*The data*.
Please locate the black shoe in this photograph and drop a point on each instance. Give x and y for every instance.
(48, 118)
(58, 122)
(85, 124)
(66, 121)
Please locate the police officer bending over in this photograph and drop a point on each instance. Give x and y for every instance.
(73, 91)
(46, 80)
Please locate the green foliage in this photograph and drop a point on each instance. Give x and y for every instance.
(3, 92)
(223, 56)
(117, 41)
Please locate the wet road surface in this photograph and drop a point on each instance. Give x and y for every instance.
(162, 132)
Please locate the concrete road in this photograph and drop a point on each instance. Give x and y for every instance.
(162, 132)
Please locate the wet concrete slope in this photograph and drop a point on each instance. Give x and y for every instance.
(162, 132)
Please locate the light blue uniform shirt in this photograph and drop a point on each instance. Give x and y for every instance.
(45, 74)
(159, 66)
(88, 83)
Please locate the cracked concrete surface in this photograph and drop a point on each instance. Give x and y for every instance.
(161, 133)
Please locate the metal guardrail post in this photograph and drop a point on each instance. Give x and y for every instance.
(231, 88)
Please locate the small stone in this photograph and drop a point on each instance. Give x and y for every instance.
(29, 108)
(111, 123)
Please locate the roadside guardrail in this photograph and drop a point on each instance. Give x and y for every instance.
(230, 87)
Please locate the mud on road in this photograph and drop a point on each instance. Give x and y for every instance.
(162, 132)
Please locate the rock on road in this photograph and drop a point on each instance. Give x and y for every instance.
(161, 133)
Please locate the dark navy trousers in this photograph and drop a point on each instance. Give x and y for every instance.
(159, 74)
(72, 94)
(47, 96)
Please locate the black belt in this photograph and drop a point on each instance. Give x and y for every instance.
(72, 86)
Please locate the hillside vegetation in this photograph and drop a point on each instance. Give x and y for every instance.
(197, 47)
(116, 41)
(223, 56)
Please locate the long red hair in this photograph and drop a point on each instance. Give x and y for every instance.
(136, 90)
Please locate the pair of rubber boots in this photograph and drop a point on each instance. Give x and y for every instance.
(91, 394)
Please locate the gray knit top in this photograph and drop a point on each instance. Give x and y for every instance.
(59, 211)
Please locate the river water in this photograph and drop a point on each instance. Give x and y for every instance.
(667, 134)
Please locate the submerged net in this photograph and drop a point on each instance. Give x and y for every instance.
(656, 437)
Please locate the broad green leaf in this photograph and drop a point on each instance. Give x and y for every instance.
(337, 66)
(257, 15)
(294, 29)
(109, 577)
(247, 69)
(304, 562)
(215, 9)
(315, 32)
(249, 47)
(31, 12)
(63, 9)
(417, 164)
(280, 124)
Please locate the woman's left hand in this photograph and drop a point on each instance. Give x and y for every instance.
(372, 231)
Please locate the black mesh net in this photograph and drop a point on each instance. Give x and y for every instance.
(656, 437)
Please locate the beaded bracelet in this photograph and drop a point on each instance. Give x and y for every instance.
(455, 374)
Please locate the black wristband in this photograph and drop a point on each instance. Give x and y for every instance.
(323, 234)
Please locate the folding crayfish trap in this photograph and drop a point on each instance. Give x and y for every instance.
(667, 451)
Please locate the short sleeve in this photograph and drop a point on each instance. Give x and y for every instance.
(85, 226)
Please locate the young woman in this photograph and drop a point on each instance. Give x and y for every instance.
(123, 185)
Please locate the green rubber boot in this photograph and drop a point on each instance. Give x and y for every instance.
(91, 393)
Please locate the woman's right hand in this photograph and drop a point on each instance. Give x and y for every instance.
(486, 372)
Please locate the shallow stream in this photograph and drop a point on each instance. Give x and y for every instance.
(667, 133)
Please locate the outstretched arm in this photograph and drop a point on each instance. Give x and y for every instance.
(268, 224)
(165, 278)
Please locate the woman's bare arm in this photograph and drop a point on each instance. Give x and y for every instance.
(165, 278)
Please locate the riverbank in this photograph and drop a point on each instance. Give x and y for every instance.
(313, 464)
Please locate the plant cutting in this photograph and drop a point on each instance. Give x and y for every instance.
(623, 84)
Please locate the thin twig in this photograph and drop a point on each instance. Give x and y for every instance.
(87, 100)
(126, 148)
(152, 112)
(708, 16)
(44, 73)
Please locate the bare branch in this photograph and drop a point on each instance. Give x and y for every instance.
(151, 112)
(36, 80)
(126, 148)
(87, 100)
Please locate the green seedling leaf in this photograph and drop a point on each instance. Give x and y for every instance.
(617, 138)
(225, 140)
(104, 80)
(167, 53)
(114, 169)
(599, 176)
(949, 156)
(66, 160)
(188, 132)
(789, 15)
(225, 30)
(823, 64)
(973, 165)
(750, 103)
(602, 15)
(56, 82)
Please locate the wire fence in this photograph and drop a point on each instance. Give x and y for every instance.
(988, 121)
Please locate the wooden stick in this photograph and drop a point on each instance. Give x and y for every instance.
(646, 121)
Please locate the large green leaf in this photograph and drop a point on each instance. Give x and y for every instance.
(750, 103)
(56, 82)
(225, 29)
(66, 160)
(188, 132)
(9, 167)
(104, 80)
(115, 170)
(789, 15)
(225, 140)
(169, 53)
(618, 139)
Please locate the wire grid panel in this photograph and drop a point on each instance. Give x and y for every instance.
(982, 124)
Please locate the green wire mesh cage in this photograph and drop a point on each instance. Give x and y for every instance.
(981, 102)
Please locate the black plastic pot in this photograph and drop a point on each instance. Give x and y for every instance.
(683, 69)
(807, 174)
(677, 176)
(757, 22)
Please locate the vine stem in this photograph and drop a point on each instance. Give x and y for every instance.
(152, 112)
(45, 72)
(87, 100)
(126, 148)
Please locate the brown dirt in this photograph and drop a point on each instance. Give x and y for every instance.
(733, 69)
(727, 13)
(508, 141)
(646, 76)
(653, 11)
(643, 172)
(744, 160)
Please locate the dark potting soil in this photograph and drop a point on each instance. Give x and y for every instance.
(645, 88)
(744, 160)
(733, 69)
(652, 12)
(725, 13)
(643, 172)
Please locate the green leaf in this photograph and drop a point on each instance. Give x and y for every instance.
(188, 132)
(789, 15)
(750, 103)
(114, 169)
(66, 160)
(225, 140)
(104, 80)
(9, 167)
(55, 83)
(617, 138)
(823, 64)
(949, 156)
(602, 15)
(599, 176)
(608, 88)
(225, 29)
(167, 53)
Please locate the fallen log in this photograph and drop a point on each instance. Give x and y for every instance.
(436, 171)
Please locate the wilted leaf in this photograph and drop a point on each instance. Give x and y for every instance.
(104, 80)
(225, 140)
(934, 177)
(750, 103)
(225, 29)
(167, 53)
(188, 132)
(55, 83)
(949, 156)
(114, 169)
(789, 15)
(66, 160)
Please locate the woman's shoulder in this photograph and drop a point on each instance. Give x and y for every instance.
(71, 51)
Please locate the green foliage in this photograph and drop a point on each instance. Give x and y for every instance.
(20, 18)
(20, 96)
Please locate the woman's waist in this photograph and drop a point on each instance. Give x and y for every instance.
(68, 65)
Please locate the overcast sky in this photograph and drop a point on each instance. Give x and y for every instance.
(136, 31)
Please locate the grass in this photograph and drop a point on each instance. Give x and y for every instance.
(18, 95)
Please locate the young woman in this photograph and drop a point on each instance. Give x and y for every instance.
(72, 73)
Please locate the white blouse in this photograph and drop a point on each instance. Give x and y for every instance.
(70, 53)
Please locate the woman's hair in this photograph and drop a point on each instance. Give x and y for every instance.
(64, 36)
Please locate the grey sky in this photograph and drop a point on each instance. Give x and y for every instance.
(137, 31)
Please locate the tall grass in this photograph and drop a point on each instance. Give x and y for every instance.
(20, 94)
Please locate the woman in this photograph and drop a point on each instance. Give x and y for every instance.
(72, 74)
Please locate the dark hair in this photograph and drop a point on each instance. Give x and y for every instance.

*Exercise directions*.
From the first line to the last, please quote the material above exactly.

*Reply to the task*.
Please locate the black shoe in this photograph and drop a point on each instance. Give x and y for every instance.
(48, 118)
(58, 122)
(85, 124)
(66, 121)
Please locate the police officer bending over in this photograph and drop a point on each instance. Give x and y for every instance.
(73, 91)
(46, 80)
Please locate the green foliage in this photograph and drop a point on each instance. Give x and y for every instance.
(3, 92)
(223, 56)
(117, 41)
Please locate the wet road surface in this photograph and drop a point on each instance. Give x and y for every instance.
(162, 132)
Please locate the concrete road in this photograph and drop a point on each instance. Give x and y for every instance.
(162, 132)
Please locate the wet concrete slope in this photograph and drop a point on each instance. Give x and y for every instance.
(162, 132)
Please locate the light blue uniform shirt in this photograph and drop a point on each instance. Give x and y for every instance.
(45, 74)
(159, 66)
(88, 83)
Please locate the cracked concrete surface in this photograph and drop a point on each instance. Give x and y for every instance.
(161, 133)
Please locate the metal guardrail post in this photograph and drop a point on each instance. Give x and y for every instance.
(231, 88)
Please locate the small stone in this photograph and drop a point on each instance. Give x and y for every instance.
(29, 108)
(111, 123)
Please locate the roadside guardrail in this photograph and drop a point on each instance. Give x and y for every instance.
(230, 87)
Please locate the mud on road in this photograph and drop a point on each instance. Give x and y for every instance.
(162, 132)
Please locate the rock on road in this photograph and drop a point on each instance. Give x and y for every instance.
(161, 133)
Please locate the dark navy trousers in this photograph and drop a point on each instance. Give x and y for every instance.
(159, 74)
(72, 94)
(47, 96)
Please locate the black belt in this photograph and drop a point on each instance. Give x and y for every instance.
(72, 86)
Please locate the hillside vegetation in this photograph and drop a point on each instance. Give x and y for every instance.
(197, 47)
(116, 41)
(223, 56)
Please locate the long red hair in this photograph and drop a point on each instance. Give x and y for every instance.
(136, 90)
Please locate the pair of rubber boots in this photograph and drop a point on each instance. Give x and y for every instance.
(91, 394)
Please locate the gray knit top in this photograph and drop a point on each instance. Give x and y for every instance.
(59, 211)
Please locate the river water in this photograph and drop a point on each instance. Give x and y for every instance.
(667, 134)
Please locate the submerged net in this photograph and drop a point on each instance. Give x and y for every instance.
(656, 437)
Please locate the broad green leaf in this photograph and drop a point on each instance. Give x and y for every instance.
(337, 66)
(257, 15)
(294, 29)
(109, 577)
(247, 69)
(304, 562)
(215, 9)
(315, 32)
(249, 47)
(31, 12)
(63, 9)
(417, 164)
(280, 124)
Please locate the woman's left hand in this photograph and drop a point on each instance. Give x and y for every instance.
(372, 231)
Please locate the black mesh net in this photograph and drop a point on each instance. Give x and y for every instance.
(656, 437)
Please locate the beaded bracelet in this photograph and drop a point on each instance. Give x and y for every instance.
(455, 374)
Please locate the black wristband in this photograph and drop a point on each instance. Give x and y for every instance.
(323, 234)
Please locate the folding crayfish trap in this photograph and drop a point on each instance. Give x and y for every instance.
(667, 451)
Please locate the short sleeve in this photograph and drop a point on each instance. Give x and y for every instance.
(85, 226)
Please locate the young woman in this photograph and drop a point on each instance. Give x and y for every instance.
(123, 185)
Please locate the green rubber boot in this photograph and drop a point on each instance. Give x and y for every instance.
(91, 393)
Please locate the woman's right hand in this photograph and drop a point on each instance. Give x and y for every instance.
(486, 372)
Please locate the shallow stream in this photograph and drop a point on each instance. Give x and y for every instance.
(667, 133)
Please locate the outstretched arm in this photograph and drop a point on each instance. Give x and y for every instance.
(268, 224)
(165, 278)
Please locate the woman's bare arm in this photograph and drop a point on each instance. Give x and y for every instance.
(165, 278)
Please locate the riverbank in this photograph and drop a point on each instance. Give x and y for every instance.
(313, 464)
Please locate the plant cutting in this photograph and drop a point on each instance. Give x and y for every instance.
(623, 84)
Please locate the thin twig in this photograph and drop a point on each instance. Give x and y for every instance.
(87, 100)
(126, 148)
(152, 112)
(708, 16)
(44, 73)
Please locate the bare branch in this photograph and drop a point on each instance. Give x and y for every instance.
(151, 112)
(36, 80)
(126, 148)
(87, 100)
Please locate the green seedling leaf in this photograph and drop a point on each instance. Give x and y for every instance.
(617, 138)
(225, 140)
(104, 80)
(167, 53)
(114, 169)
(599, 176)
(949, 156)
(66, 160)
(188, 132)
(789, 15)
(225, 30)
(823, 64)
(973, 165)
(750, 103)
(602, 15)
(56, 82)
Please locate the wire fence in this photograph and drop a point on each instance. Give x and y for every instance.
(988, 121)
Please locate the wooden stick in this photograph and drop a point on each instance. Give x and y for every instance.
(646, 121)
Please locate the large green leaf in this photograph and drop a point on each instance. Give x and y for every instance.
(750, 103)
(56, 82)
(225, 29)
(66, 160)
(188, 132)
(9, 167)
(104, 80)
(115, 170)
(789, 15)
(225, 140)
(169, 53)
(618, 139)
Please locate the wire grid panel in this photograph and drop a point on each instance. Give x and y for every instance.
(982, 124)
Please locate the green wire mesh cage in this photograph and drop a point on each instance. Give x and y for every instance.
(981, 102)
Please locate the black plastic pot in this photograph and drop a point on each instance. Give x and y for every instance.
(683, 69)
(807, 174)
(677, 176)
(757, 22)
Please locate the vine stem in this photograph and drop a point on each instance. Give x and y for every instance.
(152, 112)
(45, 72)
(87, 100)
(126, 148)
Please locate the brown dirt in this photograph and drop a point on each instance. Give x and y for every instance.
(733, 69)
(727, 13)
(508, 141)
(646, 76)
(653, 11)
(643, 172)
(744, 160)
Please locate the dark potting soil in this photograph and drop a point on each instance. Give x and y for every instance.
(645, 88)
(744, 160)
(733, 69)
(652, 12)
(725, 13)
(643, 172)
Please locate the green leaf in this photograph and drop a point on each instance. Give x and y for every instance.
(188, 132)
(789, 15)
(750, 103)
(114, 169)
(66, 160)
(225, 140)
(104, 80)
(9, 167)
(55, 83)
(617, 138)
(823, 64)
(949, 156)
(602, 15)
(599, 176)
(608, 88)
(225, 29)
(167, 53)
Please locate the fallen log in this photograph and drop a point on each instance. Give x and y for every instance.
(436, 171)
Please locate the wilted leaf in this photograph and drop a point on each instance. Give x and y for every instance.
(104, 80)
(225, 140)
(934, 177)
(750, 103)
(225, 29)
(167, 53)
(188, 132)
(55, 83)
(949, 156)
(114, 169)
(789, 15)
(66, 160)
Please locate the woman's shoulder in this photograph and drop a point on each instance. Give x and y for every instance.
(71, 51)
Please locate the green foliage in this photograph and drop a point on each instance. Give x and y for every instance.
(20, 18)
(20, 96)
Please locate the woman's waist in this photograph and drop a point on each instance. Give x and y for every instance.
(68, 65)
Please locate the overcast sky in this photograph and drop a point on each instance. Give x and y for every instance.
(136, 31)
Please locate the grass in this photograph and drop a point on each instance. Give x and y for every instance.
(18, 95)
Please locate the young woman in this photograph and drop a point on each instance. Give x and y for every instance.
(72, 73)
Please locate the white blouse in this photograph and drop a point on each instance. Give x and y for every instance.
(70, 53)
Please locate the woman's hair in this photograph and drop a point on each instance. Give x and y for every instance.
(64, 36)
Please locate the grey sky in this photograph and drop a point on each instance. Give x and y for every instance.
(137, 31)
Please locate the tall grass in this photograph and drop a point on each instance. Give x and y for every instance.
(20, 94)
Please locate the woman in this photograph and drop a point on each instance. Give x and y for every instance.
(72, 74)
Please locate the dark hair in this photograph and drop a point on each instance. Give x and y for every instance.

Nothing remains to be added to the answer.